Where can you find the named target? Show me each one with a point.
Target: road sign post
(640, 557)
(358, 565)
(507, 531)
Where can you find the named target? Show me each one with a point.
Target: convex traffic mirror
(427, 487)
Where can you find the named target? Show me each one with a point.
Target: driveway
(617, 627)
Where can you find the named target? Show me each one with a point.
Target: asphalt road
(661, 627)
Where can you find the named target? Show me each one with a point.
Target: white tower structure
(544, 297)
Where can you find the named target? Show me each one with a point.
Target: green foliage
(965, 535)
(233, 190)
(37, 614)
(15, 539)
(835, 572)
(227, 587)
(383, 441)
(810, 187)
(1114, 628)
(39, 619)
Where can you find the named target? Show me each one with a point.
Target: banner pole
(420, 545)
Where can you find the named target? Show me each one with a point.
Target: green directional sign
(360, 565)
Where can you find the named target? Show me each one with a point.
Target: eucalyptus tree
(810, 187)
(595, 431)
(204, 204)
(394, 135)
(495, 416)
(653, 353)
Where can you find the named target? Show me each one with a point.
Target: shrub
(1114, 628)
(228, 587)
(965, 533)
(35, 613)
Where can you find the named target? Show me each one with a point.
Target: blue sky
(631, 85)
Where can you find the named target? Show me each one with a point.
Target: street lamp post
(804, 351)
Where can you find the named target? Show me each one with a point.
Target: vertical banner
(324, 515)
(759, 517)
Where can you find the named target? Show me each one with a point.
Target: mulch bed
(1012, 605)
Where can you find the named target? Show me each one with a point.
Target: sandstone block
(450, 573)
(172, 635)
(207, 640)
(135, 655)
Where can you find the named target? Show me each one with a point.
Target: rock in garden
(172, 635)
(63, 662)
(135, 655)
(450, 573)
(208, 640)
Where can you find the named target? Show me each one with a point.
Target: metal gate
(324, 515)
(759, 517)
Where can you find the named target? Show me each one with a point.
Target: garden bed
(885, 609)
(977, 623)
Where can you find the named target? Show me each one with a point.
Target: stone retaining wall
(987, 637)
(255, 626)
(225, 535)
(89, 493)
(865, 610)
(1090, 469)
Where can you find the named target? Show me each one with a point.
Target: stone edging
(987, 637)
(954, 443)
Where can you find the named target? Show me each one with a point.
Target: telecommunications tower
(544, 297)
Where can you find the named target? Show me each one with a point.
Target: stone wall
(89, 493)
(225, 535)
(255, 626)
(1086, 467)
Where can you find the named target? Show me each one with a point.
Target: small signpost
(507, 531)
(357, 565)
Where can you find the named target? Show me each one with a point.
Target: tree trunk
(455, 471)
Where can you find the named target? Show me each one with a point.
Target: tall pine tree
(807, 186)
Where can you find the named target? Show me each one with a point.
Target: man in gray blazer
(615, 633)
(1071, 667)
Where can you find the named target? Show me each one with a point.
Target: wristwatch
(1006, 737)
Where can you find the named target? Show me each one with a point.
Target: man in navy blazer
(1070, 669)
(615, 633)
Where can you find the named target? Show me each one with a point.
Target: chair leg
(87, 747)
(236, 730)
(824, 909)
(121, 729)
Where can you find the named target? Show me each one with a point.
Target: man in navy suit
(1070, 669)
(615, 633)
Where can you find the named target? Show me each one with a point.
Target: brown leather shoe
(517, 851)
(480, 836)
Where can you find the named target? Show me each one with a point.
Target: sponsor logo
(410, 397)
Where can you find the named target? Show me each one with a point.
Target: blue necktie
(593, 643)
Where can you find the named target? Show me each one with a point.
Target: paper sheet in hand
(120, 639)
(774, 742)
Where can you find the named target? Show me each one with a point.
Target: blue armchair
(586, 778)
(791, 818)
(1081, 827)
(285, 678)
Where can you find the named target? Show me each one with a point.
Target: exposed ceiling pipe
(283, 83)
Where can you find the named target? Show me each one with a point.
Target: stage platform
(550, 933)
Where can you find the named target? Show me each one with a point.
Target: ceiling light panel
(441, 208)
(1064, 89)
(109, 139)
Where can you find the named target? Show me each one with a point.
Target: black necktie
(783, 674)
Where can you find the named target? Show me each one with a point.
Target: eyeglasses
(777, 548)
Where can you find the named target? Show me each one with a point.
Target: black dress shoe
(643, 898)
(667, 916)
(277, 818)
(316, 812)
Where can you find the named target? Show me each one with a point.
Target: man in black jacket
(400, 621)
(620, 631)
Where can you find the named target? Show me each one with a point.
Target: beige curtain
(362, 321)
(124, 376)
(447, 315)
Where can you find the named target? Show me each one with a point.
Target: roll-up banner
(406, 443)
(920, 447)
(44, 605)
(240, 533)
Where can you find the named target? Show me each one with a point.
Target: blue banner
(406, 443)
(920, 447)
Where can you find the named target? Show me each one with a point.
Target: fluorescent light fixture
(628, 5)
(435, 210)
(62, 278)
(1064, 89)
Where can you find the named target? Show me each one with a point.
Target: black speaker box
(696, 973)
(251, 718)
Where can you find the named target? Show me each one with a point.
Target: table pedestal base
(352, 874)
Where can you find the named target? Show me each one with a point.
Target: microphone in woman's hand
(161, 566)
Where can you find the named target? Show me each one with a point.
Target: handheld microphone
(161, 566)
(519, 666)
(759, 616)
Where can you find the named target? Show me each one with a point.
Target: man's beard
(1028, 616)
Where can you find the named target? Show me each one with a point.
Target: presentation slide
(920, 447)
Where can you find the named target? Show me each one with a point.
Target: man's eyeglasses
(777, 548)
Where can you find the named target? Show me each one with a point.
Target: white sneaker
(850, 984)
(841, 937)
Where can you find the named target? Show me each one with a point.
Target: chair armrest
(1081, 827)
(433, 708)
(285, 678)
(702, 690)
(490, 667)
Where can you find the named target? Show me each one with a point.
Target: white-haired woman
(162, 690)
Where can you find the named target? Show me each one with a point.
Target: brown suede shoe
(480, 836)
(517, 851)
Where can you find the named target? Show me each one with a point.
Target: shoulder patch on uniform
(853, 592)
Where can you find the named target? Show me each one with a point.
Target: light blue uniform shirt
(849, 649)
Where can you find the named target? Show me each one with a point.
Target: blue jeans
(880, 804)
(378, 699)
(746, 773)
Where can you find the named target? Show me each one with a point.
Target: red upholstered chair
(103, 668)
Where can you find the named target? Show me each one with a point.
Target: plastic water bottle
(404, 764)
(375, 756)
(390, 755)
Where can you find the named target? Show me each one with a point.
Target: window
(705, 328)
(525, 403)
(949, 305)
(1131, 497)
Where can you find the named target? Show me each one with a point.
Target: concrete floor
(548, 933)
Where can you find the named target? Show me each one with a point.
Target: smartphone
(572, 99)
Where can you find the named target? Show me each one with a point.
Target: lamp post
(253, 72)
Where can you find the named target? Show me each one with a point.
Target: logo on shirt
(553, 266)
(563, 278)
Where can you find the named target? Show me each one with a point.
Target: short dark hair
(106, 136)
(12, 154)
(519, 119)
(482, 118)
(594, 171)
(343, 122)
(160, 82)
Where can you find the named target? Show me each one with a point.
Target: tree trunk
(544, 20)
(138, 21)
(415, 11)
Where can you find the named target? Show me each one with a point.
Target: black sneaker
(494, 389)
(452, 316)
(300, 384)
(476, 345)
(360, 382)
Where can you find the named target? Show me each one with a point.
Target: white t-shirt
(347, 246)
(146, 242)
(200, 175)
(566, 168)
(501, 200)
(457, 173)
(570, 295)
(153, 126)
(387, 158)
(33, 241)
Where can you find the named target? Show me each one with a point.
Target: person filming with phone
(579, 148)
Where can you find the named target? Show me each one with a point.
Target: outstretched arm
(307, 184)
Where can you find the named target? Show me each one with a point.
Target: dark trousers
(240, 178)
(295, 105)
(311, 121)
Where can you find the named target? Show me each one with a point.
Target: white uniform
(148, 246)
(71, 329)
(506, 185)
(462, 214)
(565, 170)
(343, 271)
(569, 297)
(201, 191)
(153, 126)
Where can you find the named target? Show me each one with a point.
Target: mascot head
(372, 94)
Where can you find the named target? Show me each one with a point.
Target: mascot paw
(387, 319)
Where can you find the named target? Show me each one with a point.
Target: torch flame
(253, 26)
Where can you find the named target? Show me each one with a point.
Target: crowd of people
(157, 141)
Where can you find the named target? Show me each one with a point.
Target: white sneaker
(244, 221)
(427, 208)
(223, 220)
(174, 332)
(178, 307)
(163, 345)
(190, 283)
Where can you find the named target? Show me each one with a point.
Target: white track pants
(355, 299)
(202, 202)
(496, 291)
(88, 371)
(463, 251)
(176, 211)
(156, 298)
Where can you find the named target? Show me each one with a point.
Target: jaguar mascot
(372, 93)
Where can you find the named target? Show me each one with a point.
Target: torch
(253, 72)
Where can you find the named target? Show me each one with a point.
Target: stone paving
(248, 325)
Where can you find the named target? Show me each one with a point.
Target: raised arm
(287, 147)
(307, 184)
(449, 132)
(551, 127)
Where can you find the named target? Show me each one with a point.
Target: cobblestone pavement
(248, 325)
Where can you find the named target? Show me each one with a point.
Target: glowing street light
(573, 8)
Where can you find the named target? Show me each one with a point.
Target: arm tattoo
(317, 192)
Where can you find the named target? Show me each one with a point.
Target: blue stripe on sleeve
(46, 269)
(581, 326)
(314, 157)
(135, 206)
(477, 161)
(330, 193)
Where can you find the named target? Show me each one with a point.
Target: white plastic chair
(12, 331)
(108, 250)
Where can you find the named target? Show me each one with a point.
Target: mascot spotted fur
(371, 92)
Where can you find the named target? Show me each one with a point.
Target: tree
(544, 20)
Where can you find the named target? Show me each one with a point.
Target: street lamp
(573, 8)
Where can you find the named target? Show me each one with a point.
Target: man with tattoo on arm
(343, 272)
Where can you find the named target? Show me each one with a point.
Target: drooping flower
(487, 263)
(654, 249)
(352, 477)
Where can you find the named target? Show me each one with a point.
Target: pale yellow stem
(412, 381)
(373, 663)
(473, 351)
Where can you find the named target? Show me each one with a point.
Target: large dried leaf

§ PROBLEM DESCRIPTION: Output the line bearing "Target: arm tattoo" along with all the lines after it through the end of the entries, exactly, and no other lines.

§ RESULT OF THE EXERCISE:
Target: arm tattoo
(317, 192)
Where can you find the named target? Show me each one with a point.
Target: blue stripe on sleeve
(46, 269)
(581, 326)
(314, 157)
(135, 206)
(477, 161)
(330, 193)
Where can you find the named target? Show me each one with a point.
Target: white plastic chair
(12, 331)
(108, 250)
Where can you find the named target? Show me each one with a point.
Target: mascot spotted fur
(371, 92)
Where can you find the named target? Show me each one with a point.
Target: tree
(544, 20)
Where can you find the named target? Show me each one with a point.
Target: street lamp
(573, 8)
Where can you find the named target? Show me each one with a point.
Target: man with tattoo on arm
(343, 272)
Where can you find the named target? Show me each one with a point.
Target: drooping flower
(487, 263)
(654, 249)
(352, 477)
Where can you find the named target? Show me each one with a point.
Target: pale yellow stem
(412, 381)
(373, 663)
(473, 351)
Where can you find the named target? Show me each one with a point.
Target: large dried leaf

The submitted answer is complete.